**Given problem**
Identify every line in the records below that contains the word "moth", and copy each of those lines.

============================================================

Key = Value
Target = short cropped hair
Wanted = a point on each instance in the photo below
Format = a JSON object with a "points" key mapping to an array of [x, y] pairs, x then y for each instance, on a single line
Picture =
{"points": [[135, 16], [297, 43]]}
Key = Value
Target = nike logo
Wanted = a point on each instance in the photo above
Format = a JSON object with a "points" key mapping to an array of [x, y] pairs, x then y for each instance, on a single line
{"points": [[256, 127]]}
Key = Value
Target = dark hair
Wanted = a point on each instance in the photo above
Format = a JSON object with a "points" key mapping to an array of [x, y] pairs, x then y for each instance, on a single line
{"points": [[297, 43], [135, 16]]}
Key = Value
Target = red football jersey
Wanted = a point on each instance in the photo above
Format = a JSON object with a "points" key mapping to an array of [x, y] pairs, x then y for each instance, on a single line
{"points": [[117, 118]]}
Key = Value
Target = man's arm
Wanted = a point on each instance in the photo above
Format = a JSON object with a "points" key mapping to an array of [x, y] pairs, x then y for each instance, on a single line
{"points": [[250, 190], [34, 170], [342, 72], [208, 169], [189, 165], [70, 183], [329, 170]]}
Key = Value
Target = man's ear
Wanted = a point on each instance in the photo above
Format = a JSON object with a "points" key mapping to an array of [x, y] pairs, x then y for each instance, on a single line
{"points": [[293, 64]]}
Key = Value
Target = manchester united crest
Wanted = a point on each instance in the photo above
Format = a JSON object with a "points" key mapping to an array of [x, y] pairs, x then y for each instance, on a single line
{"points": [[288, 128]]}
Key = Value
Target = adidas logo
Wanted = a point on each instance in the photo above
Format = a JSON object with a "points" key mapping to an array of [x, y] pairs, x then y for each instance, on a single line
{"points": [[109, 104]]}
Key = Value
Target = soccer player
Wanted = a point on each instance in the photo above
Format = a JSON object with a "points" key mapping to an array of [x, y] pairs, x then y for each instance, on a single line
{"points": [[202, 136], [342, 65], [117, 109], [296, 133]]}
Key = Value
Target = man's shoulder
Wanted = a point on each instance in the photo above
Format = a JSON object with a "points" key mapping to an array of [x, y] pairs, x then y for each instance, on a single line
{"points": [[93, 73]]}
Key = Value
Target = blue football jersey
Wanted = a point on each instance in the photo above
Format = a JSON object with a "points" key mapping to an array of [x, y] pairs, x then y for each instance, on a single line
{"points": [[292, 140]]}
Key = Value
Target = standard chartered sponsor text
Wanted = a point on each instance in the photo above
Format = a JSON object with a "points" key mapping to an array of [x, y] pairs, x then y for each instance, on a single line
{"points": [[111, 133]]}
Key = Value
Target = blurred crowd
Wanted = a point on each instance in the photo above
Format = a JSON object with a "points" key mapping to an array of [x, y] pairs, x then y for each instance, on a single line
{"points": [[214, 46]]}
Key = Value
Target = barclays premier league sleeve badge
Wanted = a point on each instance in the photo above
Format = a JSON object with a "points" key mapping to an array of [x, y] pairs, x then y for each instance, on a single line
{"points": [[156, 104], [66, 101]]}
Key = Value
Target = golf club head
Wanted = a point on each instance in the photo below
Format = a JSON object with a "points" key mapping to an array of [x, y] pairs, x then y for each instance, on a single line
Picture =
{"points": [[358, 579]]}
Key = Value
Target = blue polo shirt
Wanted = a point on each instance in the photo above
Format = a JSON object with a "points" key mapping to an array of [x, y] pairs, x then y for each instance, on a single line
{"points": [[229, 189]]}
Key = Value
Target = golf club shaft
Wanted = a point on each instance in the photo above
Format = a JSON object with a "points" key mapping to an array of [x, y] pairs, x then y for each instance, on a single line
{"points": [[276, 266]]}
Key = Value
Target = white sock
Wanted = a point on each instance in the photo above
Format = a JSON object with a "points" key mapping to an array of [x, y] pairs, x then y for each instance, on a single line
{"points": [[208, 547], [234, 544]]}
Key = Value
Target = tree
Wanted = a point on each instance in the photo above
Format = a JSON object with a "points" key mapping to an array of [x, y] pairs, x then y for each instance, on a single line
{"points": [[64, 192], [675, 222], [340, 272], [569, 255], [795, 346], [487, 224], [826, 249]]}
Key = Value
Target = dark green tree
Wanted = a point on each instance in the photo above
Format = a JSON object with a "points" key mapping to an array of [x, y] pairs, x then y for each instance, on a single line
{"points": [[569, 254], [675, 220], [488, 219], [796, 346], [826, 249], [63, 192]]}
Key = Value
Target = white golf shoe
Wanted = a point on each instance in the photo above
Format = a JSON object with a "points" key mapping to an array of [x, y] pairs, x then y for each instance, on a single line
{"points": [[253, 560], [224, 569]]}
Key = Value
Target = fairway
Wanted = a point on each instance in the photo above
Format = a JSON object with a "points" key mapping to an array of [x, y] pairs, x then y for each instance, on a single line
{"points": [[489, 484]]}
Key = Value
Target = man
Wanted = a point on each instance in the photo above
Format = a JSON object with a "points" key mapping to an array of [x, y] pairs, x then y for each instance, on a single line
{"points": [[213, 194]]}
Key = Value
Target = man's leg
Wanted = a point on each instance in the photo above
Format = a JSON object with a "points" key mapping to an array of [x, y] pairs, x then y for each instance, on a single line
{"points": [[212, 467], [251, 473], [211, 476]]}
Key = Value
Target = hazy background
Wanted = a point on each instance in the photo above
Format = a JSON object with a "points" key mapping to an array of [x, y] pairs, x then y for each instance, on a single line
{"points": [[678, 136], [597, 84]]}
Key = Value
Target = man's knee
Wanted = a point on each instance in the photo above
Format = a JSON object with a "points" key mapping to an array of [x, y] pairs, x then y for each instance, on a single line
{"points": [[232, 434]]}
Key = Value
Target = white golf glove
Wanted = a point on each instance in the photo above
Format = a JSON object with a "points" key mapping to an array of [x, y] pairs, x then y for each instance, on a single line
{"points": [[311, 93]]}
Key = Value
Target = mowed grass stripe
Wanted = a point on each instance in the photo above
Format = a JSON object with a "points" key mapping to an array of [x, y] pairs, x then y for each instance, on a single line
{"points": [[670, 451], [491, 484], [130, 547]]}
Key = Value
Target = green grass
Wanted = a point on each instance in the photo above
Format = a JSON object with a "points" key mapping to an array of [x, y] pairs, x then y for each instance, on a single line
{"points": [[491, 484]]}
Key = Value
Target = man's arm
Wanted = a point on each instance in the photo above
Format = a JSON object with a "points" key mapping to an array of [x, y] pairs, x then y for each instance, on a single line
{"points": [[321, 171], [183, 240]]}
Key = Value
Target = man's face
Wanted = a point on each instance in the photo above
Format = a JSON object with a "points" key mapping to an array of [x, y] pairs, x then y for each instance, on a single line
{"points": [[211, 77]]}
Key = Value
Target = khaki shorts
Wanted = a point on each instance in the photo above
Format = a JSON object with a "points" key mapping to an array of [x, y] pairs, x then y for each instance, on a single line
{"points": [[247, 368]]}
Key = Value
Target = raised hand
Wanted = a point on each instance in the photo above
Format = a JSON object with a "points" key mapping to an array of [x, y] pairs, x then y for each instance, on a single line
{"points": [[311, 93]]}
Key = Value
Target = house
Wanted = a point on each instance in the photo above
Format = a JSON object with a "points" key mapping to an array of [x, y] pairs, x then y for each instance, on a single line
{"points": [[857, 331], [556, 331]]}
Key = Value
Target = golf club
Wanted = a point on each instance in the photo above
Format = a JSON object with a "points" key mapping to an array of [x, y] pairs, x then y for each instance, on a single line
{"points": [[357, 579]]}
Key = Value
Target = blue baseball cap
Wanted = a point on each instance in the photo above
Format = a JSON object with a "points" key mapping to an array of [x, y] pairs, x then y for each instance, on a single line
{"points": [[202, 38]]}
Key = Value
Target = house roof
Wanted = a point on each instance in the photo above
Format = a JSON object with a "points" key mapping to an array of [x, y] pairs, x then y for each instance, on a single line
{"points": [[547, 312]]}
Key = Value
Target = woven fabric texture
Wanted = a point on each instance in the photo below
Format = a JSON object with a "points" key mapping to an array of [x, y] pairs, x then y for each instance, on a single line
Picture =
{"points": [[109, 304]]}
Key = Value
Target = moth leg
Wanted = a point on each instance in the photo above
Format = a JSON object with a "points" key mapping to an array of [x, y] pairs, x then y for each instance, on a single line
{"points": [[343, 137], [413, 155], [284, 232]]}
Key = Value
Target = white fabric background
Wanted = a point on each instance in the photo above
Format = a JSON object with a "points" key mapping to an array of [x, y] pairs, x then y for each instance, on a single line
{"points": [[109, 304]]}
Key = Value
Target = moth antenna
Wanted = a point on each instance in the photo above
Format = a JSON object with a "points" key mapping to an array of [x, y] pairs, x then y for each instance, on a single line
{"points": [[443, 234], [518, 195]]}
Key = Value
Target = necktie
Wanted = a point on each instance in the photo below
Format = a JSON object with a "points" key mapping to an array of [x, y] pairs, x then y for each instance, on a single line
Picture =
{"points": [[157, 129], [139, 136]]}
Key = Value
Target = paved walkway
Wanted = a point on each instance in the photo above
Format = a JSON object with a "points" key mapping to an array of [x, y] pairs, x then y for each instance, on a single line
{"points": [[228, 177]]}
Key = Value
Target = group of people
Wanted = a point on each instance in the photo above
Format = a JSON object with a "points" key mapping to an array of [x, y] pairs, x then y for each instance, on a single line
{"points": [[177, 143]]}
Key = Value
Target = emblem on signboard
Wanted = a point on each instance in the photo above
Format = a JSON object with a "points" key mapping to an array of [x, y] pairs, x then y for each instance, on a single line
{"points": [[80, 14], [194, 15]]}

============================================================

**Correct output**
Target = moth leg
Target = moth antenna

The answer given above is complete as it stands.